## Begin INPUT RECORDS
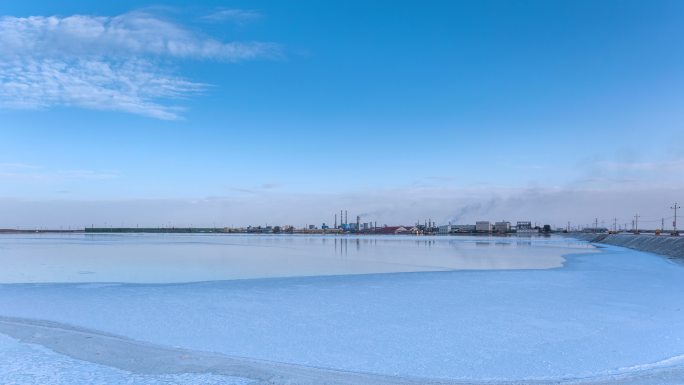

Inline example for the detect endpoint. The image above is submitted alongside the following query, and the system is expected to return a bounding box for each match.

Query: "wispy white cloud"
[0,12,278,119]
[0,163,119,182]
[202,8,261,24]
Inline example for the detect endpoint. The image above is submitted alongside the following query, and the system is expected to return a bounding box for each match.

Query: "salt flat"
[0,236,684,384]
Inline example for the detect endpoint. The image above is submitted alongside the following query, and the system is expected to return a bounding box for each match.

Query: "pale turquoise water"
[0,234,591,283]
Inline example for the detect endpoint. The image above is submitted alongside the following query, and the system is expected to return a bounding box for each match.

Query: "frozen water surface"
[0,234,587,283]
[0,232,684,384]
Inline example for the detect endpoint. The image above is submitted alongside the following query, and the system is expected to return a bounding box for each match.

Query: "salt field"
[0,235,684,384]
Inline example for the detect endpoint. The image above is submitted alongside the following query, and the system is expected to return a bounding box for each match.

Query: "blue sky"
[0,1,684,227]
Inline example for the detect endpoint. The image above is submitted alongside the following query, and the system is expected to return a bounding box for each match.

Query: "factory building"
[494,221,511,234]
[515,221,539,234]
[475,221,492,233]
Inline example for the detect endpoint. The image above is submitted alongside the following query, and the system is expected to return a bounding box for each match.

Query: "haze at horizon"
[0,1,684,228]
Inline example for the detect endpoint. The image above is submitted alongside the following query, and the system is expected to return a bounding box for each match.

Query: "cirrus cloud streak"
[0,12,278,120]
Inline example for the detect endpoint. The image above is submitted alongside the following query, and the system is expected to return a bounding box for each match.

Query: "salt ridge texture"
[0,240,684,381]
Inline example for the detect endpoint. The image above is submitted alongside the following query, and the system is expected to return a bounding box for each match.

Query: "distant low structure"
[475,221,492,233]
[375,226,411,234]
[515,221,539,234]
[494,221,511,234]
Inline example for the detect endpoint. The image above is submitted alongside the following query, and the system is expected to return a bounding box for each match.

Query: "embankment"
[570,233,684,262]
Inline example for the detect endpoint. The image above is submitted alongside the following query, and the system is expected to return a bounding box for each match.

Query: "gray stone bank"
[568,233,684,262]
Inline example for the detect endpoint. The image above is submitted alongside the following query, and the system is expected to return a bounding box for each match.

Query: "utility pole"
[634,213,640,234]
[670,202,681,235]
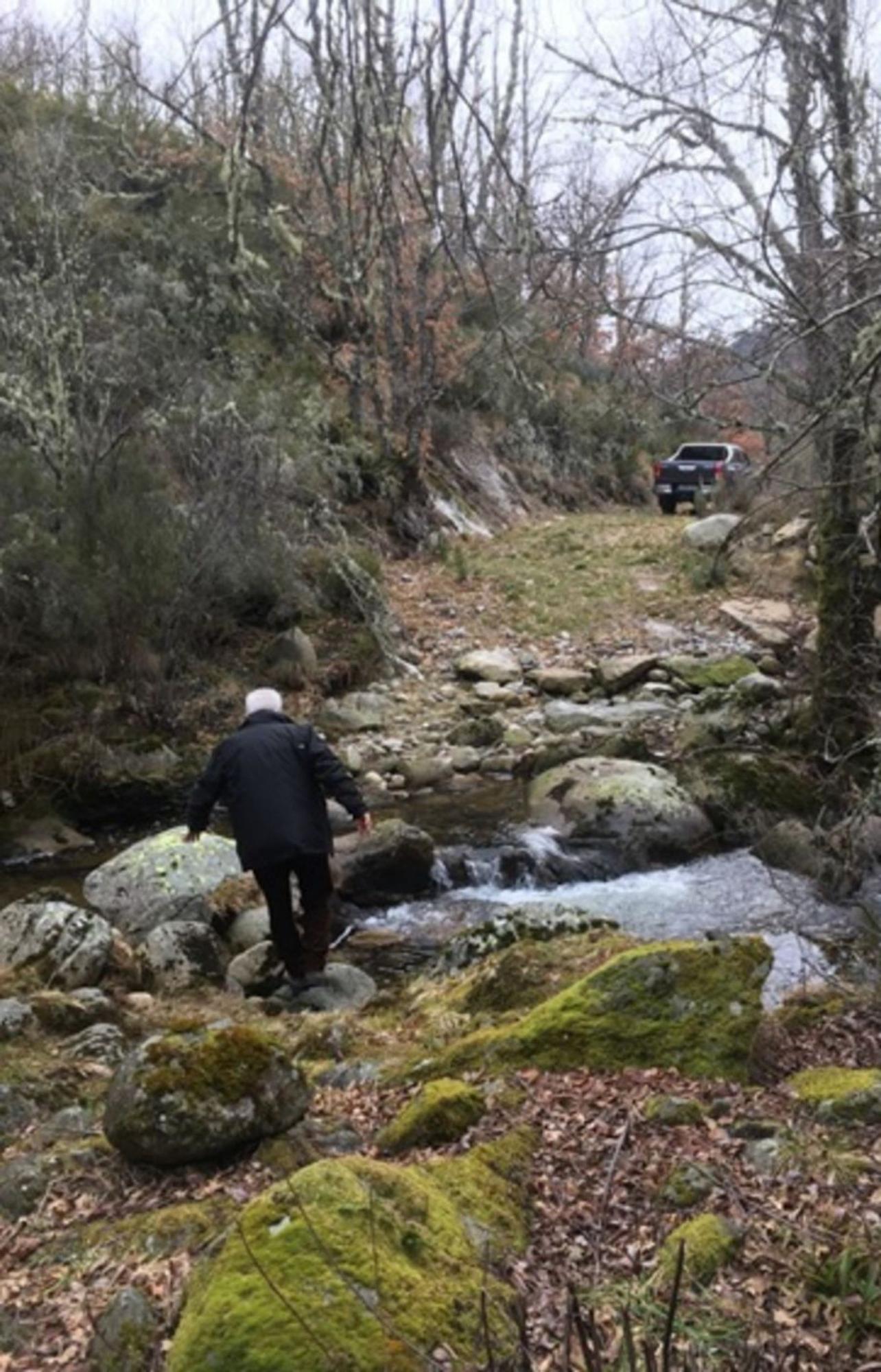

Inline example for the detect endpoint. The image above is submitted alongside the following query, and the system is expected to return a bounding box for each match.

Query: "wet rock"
[104,1025,309,1165]
[545,700,675,734]
[139,919,225,992]
[224,897,269,970]
[719,598,796,648]
[0,999,34,1041]
[663,653,756,690]
[4,815,95,859]
[226,938,284,996]
[64,1024,125,1067]
[528,757,711,862]
[89,1287,161,1372]
[450,744,480,772]
[682,514,741,553]
[277,962,377,1013]
[753,819,823,879]
[456,648,523,685]
[316,690,391,740]
[82,829,240,941]
[0,895,113,988]
[447,715,505,748]
[0,1152,51,1220]
[597,653,657,696]
[530,667,591,696]
[0,1083,36,1148]
[338,819,435,906]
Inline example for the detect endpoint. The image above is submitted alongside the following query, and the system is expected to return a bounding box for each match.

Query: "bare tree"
[552,0,881,760]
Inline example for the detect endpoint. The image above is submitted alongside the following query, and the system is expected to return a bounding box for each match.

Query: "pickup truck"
[653,443,752,514]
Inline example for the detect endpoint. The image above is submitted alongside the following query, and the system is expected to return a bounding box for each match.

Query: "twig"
[622,1306,639,1372]
[593,1113,631,1277]
[661,1239,685,1372]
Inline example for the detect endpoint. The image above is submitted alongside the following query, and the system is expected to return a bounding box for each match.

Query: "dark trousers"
[254,853,333,978]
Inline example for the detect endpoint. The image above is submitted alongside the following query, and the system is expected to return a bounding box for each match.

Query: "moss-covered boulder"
[661,653,756,690]
[167,1136,531,1372]
[786,1067,881,1124]
[419,937,771,1080]
[657,1214,740,1286]
[686,749,821,833]
[657,1162,722,1210]
[376,1077,486,1152]
[82,829,240,940]
[530,757,711,862]
[104,1025,309,1163]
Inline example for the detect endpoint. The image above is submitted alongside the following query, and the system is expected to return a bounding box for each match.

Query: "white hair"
[244,686,284,715]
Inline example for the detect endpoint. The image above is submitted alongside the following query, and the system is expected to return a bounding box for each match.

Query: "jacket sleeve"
[187,744,224,834]
[309,729,368,819]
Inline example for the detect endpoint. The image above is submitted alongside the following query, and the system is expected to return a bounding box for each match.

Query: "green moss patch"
[786,1067,881,1121]
[169,1140,527,1372]
[663,653,756,690]
[657,1214,740,1284]
[144,1024,281,1102]
[376,1077,486,1152]
[419,938,770,1080]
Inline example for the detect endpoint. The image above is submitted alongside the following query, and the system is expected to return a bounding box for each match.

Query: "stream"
[0,782,858,1006]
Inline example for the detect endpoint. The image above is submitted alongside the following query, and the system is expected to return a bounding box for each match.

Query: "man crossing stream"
[185,687,372,995]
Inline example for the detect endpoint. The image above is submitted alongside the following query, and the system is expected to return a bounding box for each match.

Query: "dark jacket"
[187,709,366,871]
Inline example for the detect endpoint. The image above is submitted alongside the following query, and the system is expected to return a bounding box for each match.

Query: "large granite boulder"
[420,937,771,1080]
[167,1135,531,1372]
[137,919,226,991]
[316,690,391,738]
[82,829,242,941]
[0,895,113,989]
[338,819,435,906]
[104,1025,309,1165]
[528,757,711,862]
[682,514,742,553]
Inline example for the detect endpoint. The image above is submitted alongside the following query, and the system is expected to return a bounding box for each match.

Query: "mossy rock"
[657,1162,720,1210]
[104,1025,309,1165]
[686,750,822,830]
[167,1136,532,1372]
[657,1214,740,1286]
[786,1067,881,1124]
[416,937,770,1080]
[644,1096,704,1125]
[661,653,756,690]
[376,1077,486,1152]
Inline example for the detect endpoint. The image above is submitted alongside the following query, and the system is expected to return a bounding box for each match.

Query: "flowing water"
[0,783,856,1003]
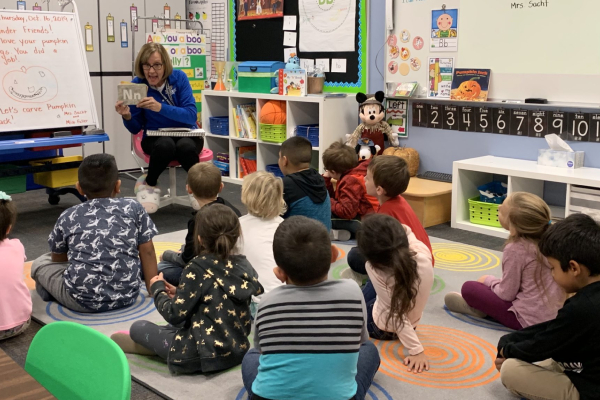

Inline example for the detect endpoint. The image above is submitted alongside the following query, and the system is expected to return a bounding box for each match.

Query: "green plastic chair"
[25,321,131,400]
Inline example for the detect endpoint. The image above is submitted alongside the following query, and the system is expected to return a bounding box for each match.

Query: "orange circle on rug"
[373,325,500,389]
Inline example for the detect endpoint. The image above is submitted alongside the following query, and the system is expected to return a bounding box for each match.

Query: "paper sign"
[300,58,315,71]
[331,58,346,74]
[283,32,298,46]
[283,15,296,31]
[283,47,298,62]
[315,58,329,72]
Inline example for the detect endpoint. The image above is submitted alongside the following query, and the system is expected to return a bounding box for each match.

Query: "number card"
[589,114,600,143]
[548,111,569,140]
[510,110,528,136]
[529,110,548,137]
[412,103,427,128]
[475,107,492,133]
[442,106,458,131]
[492,108,510,135]
[427,104,442,129]
[568,113,590,142]
[458,107,475,132]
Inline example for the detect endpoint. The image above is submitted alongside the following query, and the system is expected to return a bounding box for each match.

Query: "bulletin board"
[382,0,600,107]
[229,0,367,93]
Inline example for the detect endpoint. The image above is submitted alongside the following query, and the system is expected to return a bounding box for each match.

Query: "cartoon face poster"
[431,7,458,51]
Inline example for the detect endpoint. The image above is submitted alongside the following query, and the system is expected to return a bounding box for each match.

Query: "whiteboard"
[385,0,600,106]
[0,10,98,132]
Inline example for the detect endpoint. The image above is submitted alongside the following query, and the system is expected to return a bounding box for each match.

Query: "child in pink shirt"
[0,192,31,340]
[445,192,566,330]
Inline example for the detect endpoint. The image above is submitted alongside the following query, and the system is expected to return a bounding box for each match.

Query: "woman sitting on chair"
[115,43,204,213]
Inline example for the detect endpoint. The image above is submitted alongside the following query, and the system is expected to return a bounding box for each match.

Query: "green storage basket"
[260,124,286,143]
[0,164,27,194]
[469,196,502,228]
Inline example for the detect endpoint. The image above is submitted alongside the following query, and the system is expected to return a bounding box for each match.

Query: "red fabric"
[377,196,435,265]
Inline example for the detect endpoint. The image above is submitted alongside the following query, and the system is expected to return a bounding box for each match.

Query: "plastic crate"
[260,124,286,143]
[477,181,508,204]
[469,196,502,228]
[209,117,229,136]
[0,164,27,194]
[296,124,319,147]
[29,156,83,188]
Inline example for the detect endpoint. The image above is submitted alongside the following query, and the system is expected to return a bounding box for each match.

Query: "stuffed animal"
[354,138,381,161]
[346,91,398,154]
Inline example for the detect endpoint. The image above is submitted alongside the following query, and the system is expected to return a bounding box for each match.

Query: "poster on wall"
[237,0,283,21]
[430,6,458,52]
[298,0,356,52]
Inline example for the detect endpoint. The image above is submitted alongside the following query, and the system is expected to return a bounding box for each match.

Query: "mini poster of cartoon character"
[430,7,458,52]
[427,58,454,99]
[385,99,408,139]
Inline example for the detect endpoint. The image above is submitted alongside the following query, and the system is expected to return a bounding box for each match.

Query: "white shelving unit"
[202,90,358,184]
[452,156,600,238]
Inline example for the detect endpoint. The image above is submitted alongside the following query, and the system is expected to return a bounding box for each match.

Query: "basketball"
[260,100,286,125]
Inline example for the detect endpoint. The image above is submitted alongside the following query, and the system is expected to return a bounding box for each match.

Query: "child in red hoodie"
[323,142,374,241]
[348,156,435,274]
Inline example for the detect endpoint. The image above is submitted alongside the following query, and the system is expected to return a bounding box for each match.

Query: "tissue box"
[538,149,584,169]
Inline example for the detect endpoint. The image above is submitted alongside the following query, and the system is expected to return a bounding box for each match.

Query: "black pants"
[142,136,204,186]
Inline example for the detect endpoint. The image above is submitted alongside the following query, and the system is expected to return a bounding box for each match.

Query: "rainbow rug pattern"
[26,231,514,400]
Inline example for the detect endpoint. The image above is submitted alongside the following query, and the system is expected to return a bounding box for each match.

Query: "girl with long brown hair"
[357,214,433,373]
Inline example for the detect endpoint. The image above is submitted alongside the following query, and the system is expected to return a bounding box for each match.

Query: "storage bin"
[209,117,229,136]
[469,196,502,228]
[238,61,285,93]
[0,164,27,194]
[260,124,286,143]
[29,156,83,188]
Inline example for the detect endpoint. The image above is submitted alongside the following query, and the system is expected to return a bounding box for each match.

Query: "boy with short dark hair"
[348,156,435,274]
[31,154,158,312]
[496,214,600,400]
[158,162,241,286]
[278,136,331,231]
[323,142,374,241]
[242,216,380,400]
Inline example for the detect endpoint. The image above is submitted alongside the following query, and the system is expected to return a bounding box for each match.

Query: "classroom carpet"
[27,231,514,400]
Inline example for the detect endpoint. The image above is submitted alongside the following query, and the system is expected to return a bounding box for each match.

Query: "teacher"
[115,43,204,213]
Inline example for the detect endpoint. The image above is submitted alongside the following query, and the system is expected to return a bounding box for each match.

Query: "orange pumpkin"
[458,78,481,100]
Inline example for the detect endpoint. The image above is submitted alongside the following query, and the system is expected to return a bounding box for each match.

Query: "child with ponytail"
[445,192,565,330]
[357,214,433,373]
[0,192,31,340]
[111,204,263,374]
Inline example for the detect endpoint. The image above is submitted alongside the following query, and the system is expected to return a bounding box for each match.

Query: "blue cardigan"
[123,69,197,136]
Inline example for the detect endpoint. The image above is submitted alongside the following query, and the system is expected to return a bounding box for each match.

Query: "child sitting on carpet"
[158,162,241,286]
[31,154,158,312]
[239,171,285,315]
[242,216,380,400]
[496,214,600,400]
[444,192,565,330]
[348,156,435,274]
[323,142,374,241]
[0,192,31,340]
[278,136,331,231]
[357,214,433,373]
[111,204,263,374]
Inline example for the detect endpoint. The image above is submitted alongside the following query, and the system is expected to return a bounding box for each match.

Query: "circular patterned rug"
[431,243,500,272]
[374,325,500,389]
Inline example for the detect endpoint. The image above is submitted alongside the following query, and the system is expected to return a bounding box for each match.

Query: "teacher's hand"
[115,101,131,121]
[137,97,162,112]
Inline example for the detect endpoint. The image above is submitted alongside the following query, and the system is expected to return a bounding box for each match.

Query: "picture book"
[279,69,306,96]
[427,58,454,99]
[450,68,492,101]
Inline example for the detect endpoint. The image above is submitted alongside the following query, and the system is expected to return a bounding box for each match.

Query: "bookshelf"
[202,90,358,184]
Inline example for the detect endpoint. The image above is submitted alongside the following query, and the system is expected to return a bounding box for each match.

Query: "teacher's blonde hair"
[134,43,173,79]
[242,171,286,219]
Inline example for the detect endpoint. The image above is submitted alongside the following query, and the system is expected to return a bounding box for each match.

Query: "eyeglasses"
[142,64,163,71]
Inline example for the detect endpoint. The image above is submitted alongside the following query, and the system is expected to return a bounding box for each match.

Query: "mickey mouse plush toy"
[346,91,398,154]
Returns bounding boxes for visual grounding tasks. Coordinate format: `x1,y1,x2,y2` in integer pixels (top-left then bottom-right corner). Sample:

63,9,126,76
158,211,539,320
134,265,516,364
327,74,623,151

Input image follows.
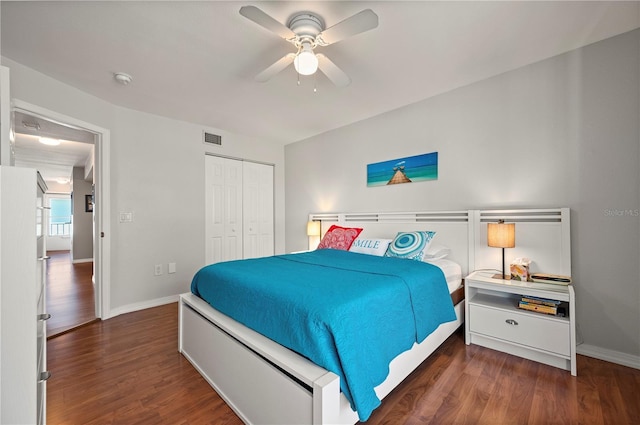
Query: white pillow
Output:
## End INPUT RECORDS
[JOB]: Extract from the listing above every line containing the word "water", and reproduce each such line in full.

[THE SOLUTION]:
Query: "pale turquoise water"
Query: "frozen water surface"
Query: "flowing water"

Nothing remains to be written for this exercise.